[Task list]:
1 – Repeat the passage on progress word for word, starting at "1745 E. Young" and ending at "depends upon Themselves.".
2 – According to the passage on progress, since what period has the word "progress" existed?

[Passage]:
________________________________________

1745 E. Young Consolation 97 Nature delights in Progress; in Advance From Worse to Better: But, when Minds ascend, Progress, in Part, depends upon Themselves.

Edward Young, Oxford English Dictionary

This metaparadigm will see the onset of the concept of “progress” in the inquiry and findings of all the arts and sciences. Moreover, it will stress the individual challenge and leadership in this endeavor in the initial three phases. The word “progress” did exist since the Early Enlightenment, but mostly in the understanding of advancement, but not in the concept of Progress as the rationale for human problem-solving that became the hallmark of the Modernist era. Young is the first who wrote on this subject extensively.

________________________________________

[Records provided]:
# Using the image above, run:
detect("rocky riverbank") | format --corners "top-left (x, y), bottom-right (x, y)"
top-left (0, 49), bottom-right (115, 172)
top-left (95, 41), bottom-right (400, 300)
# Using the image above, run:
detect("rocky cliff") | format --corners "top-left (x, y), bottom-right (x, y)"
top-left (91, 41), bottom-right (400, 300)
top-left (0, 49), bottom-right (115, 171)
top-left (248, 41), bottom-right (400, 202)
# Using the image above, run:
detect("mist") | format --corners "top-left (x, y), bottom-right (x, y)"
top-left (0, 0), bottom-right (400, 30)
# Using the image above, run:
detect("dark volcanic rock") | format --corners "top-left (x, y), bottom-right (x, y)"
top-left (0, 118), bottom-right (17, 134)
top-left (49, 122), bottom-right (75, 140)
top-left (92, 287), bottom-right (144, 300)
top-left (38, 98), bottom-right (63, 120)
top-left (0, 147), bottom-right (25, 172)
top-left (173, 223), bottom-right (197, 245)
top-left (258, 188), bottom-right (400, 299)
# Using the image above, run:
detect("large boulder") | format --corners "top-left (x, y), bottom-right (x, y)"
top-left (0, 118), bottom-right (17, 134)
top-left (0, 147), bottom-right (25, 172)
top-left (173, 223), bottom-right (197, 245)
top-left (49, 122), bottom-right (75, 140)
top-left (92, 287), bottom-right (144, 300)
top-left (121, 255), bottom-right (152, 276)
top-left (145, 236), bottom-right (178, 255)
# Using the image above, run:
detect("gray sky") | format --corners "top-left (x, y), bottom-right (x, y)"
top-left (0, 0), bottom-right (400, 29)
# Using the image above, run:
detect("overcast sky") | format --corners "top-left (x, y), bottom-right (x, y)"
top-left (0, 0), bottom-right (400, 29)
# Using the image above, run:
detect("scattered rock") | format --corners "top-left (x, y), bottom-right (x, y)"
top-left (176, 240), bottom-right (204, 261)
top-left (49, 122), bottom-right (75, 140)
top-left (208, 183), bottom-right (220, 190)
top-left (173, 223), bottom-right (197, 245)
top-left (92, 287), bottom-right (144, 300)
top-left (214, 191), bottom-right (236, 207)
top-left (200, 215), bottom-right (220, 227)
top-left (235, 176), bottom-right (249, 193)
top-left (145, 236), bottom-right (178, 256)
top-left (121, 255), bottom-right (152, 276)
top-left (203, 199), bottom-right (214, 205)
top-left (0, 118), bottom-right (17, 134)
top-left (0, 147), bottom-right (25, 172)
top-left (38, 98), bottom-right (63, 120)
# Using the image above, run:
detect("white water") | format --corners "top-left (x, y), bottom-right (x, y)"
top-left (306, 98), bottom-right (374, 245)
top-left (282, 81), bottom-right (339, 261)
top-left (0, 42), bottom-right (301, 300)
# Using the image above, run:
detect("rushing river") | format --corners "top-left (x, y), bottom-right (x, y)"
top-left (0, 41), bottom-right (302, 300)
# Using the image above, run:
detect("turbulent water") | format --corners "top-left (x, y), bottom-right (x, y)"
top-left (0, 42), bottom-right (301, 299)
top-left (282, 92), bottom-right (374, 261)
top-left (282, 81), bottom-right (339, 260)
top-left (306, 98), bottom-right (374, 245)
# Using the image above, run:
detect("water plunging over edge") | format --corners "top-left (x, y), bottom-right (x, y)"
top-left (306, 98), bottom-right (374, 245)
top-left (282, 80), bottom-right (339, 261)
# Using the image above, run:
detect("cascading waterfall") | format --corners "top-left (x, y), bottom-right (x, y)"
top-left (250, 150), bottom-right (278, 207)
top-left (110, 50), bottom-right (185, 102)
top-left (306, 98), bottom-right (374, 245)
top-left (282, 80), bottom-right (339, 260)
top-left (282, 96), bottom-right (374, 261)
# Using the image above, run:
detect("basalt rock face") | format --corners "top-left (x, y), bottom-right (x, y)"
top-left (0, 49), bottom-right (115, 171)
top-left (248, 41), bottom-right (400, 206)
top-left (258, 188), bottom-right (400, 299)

________________________________________

[Answers given]:
1 –
1745 E. Young Consolation 97 Nature delights in Progress; in Advance From Worse to Better: But, when Minds ascend, Progress, in Part, depends upon Themselves.

2 – Since the Early Enlightenment.